Problem statement
Give again the line that contains "Can you spot the brick parapet" and every line after it to the end of the records. Keep them exactly as they are and add nothing.

Material supplied

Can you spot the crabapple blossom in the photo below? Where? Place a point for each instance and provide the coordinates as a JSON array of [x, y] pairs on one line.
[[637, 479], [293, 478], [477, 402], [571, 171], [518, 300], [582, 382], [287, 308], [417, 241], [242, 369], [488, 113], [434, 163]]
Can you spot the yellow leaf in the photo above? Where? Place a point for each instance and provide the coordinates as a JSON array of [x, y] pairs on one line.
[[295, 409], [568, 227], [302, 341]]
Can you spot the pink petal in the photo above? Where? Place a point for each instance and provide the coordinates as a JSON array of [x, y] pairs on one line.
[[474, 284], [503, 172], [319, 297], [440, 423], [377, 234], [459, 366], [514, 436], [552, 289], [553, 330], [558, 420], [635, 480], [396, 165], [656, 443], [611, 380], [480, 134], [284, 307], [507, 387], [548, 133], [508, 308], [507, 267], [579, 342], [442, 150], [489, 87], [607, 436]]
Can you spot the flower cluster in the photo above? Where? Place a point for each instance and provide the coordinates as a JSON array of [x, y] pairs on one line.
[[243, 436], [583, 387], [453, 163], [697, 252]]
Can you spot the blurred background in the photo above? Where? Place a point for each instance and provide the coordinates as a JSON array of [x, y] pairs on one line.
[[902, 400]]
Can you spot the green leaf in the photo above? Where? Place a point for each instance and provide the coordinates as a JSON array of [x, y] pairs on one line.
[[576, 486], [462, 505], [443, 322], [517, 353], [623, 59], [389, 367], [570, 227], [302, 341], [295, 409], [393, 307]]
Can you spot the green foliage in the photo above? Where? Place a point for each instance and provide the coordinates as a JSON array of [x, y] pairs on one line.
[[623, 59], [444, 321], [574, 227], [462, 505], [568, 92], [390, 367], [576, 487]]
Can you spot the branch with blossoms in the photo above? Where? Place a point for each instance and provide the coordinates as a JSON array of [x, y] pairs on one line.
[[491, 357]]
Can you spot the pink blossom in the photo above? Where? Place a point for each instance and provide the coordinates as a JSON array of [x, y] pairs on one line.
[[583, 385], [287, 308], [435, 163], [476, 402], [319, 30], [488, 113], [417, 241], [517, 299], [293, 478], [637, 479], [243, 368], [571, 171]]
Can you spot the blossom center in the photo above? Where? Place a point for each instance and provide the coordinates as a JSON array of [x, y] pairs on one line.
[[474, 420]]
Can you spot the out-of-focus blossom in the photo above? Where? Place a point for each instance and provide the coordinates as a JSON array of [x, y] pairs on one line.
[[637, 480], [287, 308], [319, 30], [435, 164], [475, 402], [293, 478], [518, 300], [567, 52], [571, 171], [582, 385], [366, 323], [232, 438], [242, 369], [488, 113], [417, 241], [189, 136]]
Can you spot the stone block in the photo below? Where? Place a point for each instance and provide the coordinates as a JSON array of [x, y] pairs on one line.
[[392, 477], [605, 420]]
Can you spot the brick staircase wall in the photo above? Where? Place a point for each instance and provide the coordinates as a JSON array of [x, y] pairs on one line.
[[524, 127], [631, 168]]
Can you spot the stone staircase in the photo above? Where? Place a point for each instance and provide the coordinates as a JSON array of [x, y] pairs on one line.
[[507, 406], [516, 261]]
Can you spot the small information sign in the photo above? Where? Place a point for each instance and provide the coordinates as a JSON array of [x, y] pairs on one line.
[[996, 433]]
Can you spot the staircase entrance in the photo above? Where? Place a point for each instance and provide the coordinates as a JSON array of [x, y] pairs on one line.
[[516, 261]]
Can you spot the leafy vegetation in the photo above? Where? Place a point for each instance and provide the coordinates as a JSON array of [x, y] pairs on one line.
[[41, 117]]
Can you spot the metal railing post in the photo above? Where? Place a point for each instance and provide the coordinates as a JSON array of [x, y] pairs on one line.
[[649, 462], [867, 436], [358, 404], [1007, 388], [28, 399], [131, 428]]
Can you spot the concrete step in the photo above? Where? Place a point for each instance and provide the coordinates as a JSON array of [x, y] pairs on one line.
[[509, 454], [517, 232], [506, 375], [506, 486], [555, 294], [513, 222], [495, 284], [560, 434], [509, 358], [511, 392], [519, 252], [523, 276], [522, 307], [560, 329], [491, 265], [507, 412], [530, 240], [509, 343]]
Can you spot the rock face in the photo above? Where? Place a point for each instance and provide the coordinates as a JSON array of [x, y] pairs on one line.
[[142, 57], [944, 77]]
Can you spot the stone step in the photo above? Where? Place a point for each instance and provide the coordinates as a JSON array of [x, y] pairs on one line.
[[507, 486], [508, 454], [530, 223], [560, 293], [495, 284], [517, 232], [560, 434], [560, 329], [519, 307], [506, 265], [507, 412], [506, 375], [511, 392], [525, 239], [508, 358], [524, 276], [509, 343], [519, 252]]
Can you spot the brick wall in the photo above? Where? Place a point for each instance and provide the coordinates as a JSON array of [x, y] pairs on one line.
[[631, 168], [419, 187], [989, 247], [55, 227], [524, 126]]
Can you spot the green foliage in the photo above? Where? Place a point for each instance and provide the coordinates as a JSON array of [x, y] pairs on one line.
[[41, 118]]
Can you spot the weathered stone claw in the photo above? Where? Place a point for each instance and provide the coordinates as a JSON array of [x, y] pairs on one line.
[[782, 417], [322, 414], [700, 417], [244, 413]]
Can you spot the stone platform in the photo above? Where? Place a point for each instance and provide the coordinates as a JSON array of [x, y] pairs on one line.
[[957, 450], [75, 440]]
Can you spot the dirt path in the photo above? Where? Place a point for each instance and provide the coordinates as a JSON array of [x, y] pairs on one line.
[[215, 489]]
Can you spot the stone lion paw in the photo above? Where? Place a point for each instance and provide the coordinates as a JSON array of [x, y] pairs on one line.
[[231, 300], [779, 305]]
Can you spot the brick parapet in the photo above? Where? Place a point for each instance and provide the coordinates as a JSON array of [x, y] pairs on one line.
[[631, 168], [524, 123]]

Solution below
Can you spot the brick parapet in the photo above? Where? Place a point for each instance and provide the coordinates as a JSON array of [x, y] pairs on one line.
[[631, 168], [524, 123]]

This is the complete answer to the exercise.